Source text:
▶

# His recent non-existant sex drive



## I'vetried (May 24, 2011)

So my boyfriend and I have been together for almost a year and he has slowly but surely taken sex out of the equation. We have good communication or atleast that is what he says and I think we do. He used to be really in to me and now has a reason for why we can have sex most of the time. It keeps getting less frequent. I've asked him about it and he says he doesn't know but he didn't think there was/is a problem and he mentioned that this has been an issue in a previous relationship. I've tried all the tips and tricks to get him to notice me and want me but nothing is/has worked. Is this relationship doomed?


----------



## mswren7 (May 8, 2011)

I have been in the same situation as you. My now husband had a very low sex drive during out dating period and I was extremely frustrated at this. As time went on, sex got less and less and shorter and very unsatisfying for both of us. I thought it would be easier to deal with a man with a low sex drive rather than one who was demanding for sex so I accepted the situation. Even very little satisfying sex on our honeymoon.

◀

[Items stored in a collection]
▶

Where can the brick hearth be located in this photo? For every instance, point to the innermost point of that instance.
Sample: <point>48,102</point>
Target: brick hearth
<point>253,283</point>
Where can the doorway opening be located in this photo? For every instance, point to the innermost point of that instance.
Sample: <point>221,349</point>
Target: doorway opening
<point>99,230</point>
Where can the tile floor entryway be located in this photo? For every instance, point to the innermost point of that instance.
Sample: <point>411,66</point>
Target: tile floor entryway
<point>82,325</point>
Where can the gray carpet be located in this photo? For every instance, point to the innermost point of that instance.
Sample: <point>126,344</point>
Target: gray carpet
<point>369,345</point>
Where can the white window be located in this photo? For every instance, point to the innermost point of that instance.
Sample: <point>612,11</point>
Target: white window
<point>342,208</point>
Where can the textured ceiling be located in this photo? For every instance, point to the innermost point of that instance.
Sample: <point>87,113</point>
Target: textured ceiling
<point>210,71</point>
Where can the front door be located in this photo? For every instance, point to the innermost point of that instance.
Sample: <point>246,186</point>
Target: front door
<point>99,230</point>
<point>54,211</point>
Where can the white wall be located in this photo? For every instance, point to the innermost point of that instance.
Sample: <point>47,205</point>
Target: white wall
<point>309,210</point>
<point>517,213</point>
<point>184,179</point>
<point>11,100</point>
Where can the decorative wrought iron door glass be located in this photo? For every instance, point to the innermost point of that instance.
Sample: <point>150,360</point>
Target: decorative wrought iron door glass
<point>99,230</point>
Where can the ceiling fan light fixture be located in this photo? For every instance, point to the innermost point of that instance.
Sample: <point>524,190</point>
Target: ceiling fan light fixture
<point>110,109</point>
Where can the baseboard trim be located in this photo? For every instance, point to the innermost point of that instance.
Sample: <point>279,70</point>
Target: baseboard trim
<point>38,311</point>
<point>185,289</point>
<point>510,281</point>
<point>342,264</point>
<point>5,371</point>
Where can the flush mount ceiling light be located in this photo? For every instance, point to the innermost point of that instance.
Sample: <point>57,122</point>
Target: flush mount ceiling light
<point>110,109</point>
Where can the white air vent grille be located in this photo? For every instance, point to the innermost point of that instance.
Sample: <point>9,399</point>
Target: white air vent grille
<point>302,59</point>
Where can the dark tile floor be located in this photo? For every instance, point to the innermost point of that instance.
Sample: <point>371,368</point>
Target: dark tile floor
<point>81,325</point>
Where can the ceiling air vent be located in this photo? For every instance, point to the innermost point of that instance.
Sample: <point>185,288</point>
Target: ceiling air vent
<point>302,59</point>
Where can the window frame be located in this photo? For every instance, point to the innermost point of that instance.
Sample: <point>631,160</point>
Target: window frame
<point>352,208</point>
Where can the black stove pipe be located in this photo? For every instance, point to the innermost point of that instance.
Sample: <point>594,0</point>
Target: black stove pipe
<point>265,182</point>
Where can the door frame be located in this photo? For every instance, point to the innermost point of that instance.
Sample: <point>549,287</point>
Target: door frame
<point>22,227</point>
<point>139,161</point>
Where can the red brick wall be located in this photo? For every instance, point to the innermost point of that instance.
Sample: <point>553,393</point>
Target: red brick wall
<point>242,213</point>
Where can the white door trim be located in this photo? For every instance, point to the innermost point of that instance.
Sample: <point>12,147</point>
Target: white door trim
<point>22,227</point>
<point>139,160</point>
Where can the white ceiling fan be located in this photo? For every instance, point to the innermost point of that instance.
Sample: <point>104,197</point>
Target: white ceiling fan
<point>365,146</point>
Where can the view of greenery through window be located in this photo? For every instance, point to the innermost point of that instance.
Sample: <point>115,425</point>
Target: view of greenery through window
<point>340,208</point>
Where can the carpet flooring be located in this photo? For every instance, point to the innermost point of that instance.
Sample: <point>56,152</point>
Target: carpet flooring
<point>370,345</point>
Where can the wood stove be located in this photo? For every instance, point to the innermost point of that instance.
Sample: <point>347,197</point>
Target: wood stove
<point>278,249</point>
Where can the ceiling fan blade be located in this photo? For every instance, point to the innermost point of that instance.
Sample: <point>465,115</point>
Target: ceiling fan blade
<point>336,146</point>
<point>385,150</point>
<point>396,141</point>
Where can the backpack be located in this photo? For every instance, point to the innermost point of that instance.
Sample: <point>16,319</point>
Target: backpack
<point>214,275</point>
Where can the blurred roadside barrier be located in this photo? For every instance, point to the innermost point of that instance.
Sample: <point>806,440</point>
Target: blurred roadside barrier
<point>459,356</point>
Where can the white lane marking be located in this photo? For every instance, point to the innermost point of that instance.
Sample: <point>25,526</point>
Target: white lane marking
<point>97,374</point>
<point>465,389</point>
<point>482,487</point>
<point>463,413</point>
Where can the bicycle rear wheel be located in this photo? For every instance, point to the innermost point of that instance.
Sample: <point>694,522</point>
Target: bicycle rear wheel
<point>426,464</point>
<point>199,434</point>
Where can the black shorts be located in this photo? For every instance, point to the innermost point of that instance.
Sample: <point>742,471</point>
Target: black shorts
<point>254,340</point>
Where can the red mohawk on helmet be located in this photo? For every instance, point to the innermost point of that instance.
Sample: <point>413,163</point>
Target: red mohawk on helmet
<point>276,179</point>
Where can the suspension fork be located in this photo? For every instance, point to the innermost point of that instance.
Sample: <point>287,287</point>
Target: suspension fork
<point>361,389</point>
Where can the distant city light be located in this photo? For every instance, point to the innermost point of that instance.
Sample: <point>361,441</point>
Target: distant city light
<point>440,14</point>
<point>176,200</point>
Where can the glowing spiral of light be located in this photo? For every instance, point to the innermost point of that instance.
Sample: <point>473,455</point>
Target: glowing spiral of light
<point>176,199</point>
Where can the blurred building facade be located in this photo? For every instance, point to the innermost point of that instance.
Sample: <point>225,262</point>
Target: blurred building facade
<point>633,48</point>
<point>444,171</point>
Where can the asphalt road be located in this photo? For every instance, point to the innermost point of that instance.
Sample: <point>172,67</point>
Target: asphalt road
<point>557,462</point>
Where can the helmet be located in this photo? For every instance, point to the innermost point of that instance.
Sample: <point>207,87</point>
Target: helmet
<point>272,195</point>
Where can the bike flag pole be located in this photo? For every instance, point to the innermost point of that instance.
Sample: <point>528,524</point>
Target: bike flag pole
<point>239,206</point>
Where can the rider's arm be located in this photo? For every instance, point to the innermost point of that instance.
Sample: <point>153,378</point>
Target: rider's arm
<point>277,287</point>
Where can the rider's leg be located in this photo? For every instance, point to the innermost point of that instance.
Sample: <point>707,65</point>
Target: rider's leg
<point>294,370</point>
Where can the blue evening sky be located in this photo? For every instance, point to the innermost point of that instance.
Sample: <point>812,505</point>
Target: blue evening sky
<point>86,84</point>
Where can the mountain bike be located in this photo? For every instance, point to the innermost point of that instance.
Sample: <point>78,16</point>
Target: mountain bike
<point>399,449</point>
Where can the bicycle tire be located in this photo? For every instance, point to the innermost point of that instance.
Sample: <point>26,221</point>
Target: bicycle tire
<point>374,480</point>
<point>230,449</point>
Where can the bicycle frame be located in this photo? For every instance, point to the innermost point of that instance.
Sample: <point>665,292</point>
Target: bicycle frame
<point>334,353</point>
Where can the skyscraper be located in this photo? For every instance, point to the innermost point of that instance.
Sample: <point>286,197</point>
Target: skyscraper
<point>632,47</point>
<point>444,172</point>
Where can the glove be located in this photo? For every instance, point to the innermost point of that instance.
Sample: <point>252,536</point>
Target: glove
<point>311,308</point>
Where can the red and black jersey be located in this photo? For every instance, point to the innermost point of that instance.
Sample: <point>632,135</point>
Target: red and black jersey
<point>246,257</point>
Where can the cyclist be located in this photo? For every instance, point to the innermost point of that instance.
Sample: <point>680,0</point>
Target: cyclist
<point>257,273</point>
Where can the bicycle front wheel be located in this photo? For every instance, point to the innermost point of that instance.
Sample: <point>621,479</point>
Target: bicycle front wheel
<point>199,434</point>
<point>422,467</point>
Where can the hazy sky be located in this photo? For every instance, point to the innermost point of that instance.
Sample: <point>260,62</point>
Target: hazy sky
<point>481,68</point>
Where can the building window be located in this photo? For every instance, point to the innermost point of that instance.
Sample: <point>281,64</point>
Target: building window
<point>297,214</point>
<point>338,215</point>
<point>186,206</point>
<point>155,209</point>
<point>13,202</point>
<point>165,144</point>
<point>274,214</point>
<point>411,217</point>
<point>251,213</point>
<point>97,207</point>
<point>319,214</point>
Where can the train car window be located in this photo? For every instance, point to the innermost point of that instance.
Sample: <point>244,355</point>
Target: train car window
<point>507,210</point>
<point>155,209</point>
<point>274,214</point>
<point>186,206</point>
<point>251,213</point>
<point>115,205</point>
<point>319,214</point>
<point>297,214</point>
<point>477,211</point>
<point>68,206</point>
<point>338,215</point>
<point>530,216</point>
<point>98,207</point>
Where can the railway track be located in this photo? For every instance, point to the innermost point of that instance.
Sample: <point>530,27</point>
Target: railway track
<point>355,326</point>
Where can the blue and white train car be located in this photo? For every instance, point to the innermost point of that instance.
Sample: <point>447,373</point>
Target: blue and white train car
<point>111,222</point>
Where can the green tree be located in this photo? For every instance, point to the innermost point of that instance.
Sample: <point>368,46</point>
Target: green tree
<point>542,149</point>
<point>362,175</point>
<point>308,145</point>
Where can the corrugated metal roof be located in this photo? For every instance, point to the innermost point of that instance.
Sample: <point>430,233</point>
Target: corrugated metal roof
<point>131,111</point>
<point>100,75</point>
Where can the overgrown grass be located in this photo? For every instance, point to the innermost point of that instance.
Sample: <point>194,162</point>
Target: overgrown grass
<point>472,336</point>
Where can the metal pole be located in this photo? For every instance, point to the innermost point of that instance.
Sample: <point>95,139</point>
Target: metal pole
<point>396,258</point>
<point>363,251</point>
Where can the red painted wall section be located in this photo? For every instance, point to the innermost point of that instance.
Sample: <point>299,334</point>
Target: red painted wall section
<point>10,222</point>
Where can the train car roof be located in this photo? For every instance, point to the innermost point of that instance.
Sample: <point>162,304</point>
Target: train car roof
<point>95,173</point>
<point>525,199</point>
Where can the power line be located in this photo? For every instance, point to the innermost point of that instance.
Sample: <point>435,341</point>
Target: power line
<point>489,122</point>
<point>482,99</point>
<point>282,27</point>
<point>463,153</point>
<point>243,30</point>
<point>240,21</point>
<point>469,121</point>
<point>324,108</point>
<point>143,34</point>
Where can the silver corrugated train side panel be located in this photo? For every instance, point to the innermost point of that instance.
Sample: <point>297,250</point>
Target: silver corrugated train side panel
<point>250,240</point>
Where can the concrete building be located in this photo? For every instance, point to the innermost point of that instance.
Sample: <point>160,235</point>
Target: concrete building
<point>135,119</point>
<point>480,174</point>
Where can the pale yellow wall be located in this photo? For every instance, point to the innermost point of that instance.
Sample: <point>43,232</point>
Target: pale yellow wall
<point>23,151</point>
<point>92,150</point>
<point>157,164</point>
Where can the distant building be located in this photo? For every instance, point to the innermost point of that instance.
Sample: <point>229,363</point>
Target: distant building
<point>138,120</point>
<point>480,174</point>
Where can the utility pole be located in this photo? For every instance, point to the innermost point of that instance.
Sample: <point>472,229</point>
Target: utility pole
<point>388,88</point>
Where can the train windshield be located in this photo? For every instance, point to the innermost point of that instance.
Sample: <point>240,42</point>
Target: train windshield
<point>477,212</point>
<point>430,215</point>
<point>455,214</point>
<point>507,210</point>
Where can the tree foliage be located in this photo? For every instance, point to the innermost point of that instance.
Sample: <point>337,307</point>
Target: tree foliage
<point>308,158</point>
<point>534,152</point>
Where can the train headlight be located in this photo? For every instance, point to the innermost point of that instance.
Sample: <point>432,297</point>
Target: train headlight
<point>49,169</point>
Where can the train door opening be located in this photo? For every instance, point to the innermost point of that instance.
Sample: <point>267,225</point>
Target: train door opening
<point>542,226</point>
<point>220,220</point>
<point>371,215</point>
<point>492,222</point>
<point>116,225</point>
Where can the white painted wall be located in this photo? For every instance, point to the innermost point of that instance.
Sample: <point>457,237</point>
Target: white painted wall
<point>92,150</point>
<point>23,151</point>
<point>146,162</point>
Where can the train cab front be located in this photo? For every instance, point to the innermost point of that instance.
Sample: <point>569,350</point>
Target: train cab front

◀

Objectives:
A: Condense the paragraph in the forum thread that begins "I have been in the same situation as you" into a shorter version that keeps its main facts.
B: Extend the forum thread about a boyfriend's fading sex drive, continuing on from its final reply.
These stored items are separate material and are not part of the forum thread.

Outputs:
A: The writer had faced the same situation. While they were dating, the writer's now-husband had a very low sex drive, which left the writer extremely frustrated. Over time, sex became less frequent, shorter and very unsatisfying for both. Thinking a low sex drive would be easier to handle than a demanding one, the writer accepted the situation. Even on their honeymoon, there was very little satisfying sex.

B:
I think he had this sex problem with previous girlfriends too. I know he was using a dildo on a previous girlfriend and I can only think this is because he wasnt satisfying her either. Sorry if that is too much information or explicit.

I can only suggest through my experience that it doesnt get any better. It makes me wonder if they lose interest once they have "conquered" you.

In my case things got worse because I lost interest too because it was unsatisfying, then when I lost interest my husband cheated with other women, maybe because I lost interest or maybe because he only is interested in sex when it is with someone new and different. I dont know.

The fact that you say he had this problem with a previous relationship means the issue is with him, not you.

You have to ask yourself whether you can continue like this and things may improve or cut your losses now. I just dont see how it could improve unless he was willing to get some help from a specialist in this area ( if there are any). Good luck.


----------



## unbelievable (Aug 20, 2010)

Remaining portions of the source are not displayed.